Records from a data source:
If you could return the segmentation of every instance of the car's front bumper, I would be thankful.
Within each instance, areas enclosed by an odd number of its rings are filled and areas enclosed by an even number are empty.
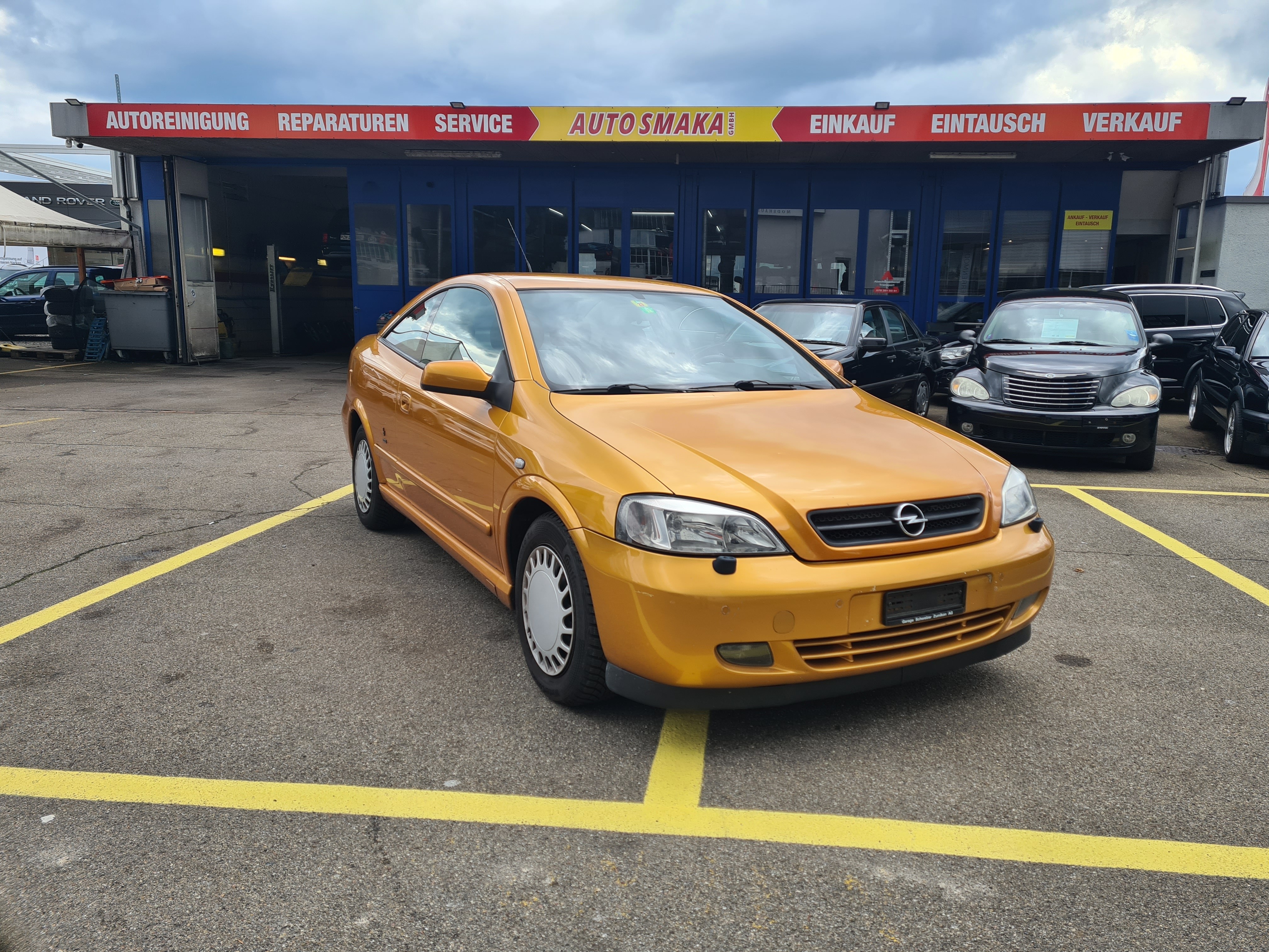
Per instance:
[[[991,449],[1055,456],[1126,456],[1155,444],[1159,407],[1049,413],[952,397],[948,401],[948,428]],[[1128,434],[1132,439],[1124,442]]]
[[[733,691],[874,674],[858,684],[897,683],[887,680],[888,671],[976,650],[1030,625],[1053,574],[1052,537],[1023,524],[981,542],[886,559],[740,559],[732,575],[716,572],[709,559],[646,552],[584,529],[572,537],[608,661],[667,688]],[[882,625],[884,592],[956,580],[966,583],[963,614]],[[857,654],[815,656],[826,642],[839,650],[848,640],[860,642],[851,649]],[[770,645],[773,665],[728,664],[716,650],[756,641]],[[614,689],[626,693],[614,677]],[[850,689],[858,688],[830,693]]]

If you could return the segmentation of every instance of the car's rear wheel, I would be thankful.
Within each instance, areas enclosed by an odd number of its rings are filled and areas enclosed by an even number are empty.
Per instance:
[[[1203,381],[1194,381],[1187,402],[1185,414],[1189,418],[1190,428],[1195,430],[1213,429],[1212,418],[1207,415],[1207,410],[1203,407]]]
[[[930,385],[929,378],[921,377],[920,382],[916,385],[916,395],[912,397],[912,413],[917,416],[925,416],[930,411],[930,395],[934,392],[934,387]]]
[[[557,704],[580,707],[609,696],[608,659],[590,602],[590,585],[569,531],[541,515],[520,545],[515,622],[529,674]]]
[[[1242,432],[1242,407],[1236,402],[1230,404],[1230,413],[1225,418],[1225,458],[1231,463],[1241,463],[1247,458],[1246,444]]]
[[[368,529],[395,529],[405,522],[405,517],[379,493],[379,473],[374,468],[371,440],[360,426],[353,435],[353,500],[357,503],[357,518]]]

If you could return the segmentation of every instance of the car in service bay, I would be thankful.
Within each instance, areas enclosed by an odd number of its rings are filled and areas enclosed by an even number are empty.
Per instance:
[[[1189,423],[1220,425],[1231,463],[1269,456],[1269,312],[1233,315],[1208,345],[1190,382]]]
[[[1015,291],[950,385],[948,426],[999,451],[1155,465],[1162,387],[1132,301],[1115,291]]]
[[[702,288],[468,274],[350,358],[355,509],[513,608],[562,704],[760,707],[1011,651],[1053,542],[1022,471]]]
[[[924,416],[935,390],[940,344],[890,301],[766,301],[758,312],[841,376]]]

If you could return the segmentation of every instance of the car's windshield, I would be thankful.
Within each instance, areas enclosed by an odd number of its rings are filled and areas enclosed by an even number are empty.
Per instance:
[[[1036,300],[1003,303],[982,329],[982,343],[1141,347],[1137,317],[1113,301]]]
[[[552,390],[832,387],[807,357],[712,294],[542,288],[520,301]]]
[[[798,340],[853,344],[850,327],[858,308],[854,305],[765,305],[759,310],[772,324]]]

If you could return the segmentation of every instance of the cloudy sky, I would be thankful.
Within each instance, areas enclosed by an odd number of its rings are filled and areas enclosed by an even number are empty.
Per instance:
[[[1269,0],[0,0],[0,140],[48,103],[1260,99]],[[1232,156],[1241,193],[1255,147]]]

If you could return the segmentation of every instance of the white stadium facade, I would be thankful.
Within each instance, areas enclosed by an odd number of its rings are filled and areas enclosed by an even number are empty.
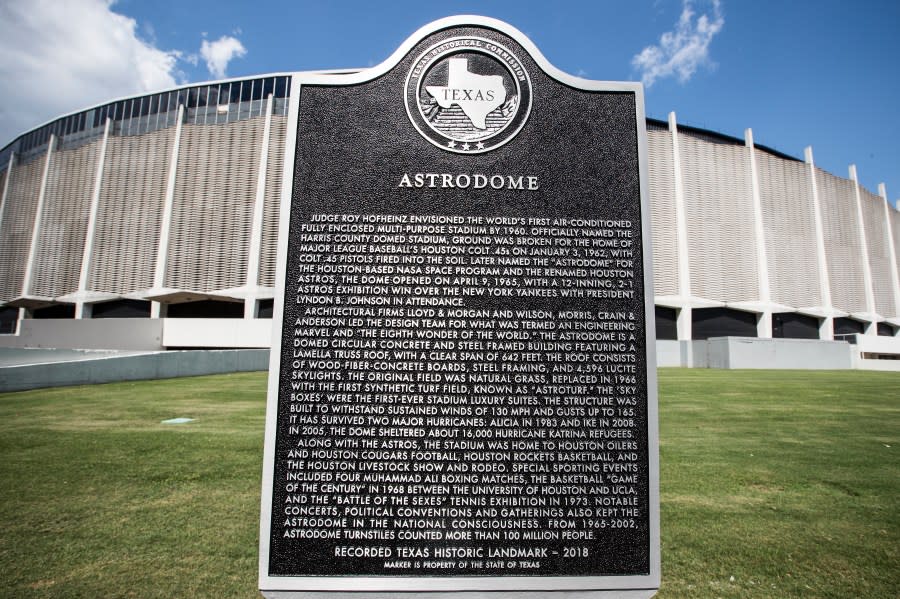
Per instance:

_Requirement_
Each entry should be repeated exactly as it appears; the pictures stay out.

_Result for this task_
If you could return the segmentation of every instance of the car's front bumper, I would be thankful.
Within each instance, areas enclosed by an odd number of its rings are filled and areas enclosed by an even number are empty.
Per instance:
[[[991,449],[1055,456],[1126,456],[1155,444],[1159,407],[1049,413],[952,397],[948,401],[948,428]],[[1128,434],[1132,439],[1124,442]]]
[[[733,691],[874,674],[858,684],[897,683],[887,680],[888,671],[976,650],[1030,625],[1053,574],[1052,537],[1023,524],[981,542],[886,559],[740,559],[732,575],[716,572],[709,559],[646,552],[584,529],[572,537],[608,661],[667,688]],[[882,625],[884,592],[956,580],[966,583],[963,614]],[[857,654],[815,656],[826,642],[839,650],[848,640],[860,642],[851,649]],[[770,645],[773,665],[728,664],[716,650],[756,641]],[[614,689],[626,693],[614,677]],[[850,689],[858,688],[830,693]]]

If you could return the segmentation of every instance of the car's rear wheel, I would be thankful.
Within each instance, areas enclosed by an odd number of its rings are filled and areas enclosed by an even number are empty.
Per instance:
[[[1203,381],[1194,381],[1187,402],[1185,414],[1189,418],[1190,428],[1195,430],[1213,429],[1212,418],[1207,415],[1207,410],[1203,407]]]
[[[930,385],[929,378],[921,377],[920,382],[916,385],[916,395],[912,397],[912,413],[917,416],[925,416],[930,411],[930,395],[934,392],[934,387]]]
[[[557,704],[580,707],[609,696],[608,659],[590,602],[590,585],[569,531],[541,515],[520,545],[515,622],[529,674]]]
[[[1242,432],[1242,407],[1236,402],[1230,404],[1230,413],[1225,418],[1225,458],[1231,463],[1241,463],[1247,458],[1246,444]]]
[[[368,529],[395,529],[405,522],[405,517],[379,493],[379,473],[374,468],[371,440],[360,426],[353,435],[353,500],[357,503],[357,518]]]

If you could return the segmentation of every instance of the car in service bay, I would be thankful.
Within each instance, areas enclosed by an odd number of its rings are filled and areas enclosed by an even number are empty.
Per instance:
[[[1189,423],[1220,425],[1231,463],[1269,456],[1269,312],[1233,315],[1208,345],[1190,382]]]
[[[1015,291],[950,385],[948,426],[999,451],[1155,465],[1162,387],[1132,301],[1115,291]]]
[[[702,288],[468,274],[350,358],[355,509],[513,608],[562,704],[760,707],[1011,651],[1053,542],[1022,471]]]
[[[924,416],[935,390],[940,344],[890,301],[766,301],[758,312],[841,376]]]

If you could return the segmentation of every instance of the car's windshield, I would be thankful.
Within each instance, areas enclosed by an odd number of its rings are filled and areas enclosed by an even number are empty.
Per instance:
[[[1036,300],[1003,303],[982,329],[982,343],[1141,347],[1137,317],[1113,301]]]
[[[552,390],[832,387],[807,357],[712,294],[542,288],[520,301]]]
[[[798,340],[853,344],[850,327],[858,308],[854,305],[765,305],[759,310],[772,324]]]

If you could return the segmentation of every instance of the cloudy sky, I would be thankful.
Within each instance, areas enclosed by an odd number of its rings are filled and areas enclosed by an even number are empty.
Per instance:
[[[1269,0],[0,0],[0,140],[48,103],[1260,99]],[[1232,156],[1241,193],[1255,147]]]

If you could return the segmentation of every instance of the white stadium facade, I would be thankful.
Within each instance, areas enclosed by an odd number of its rings are filled and areas enclosed by an even number are empty.
Per instance:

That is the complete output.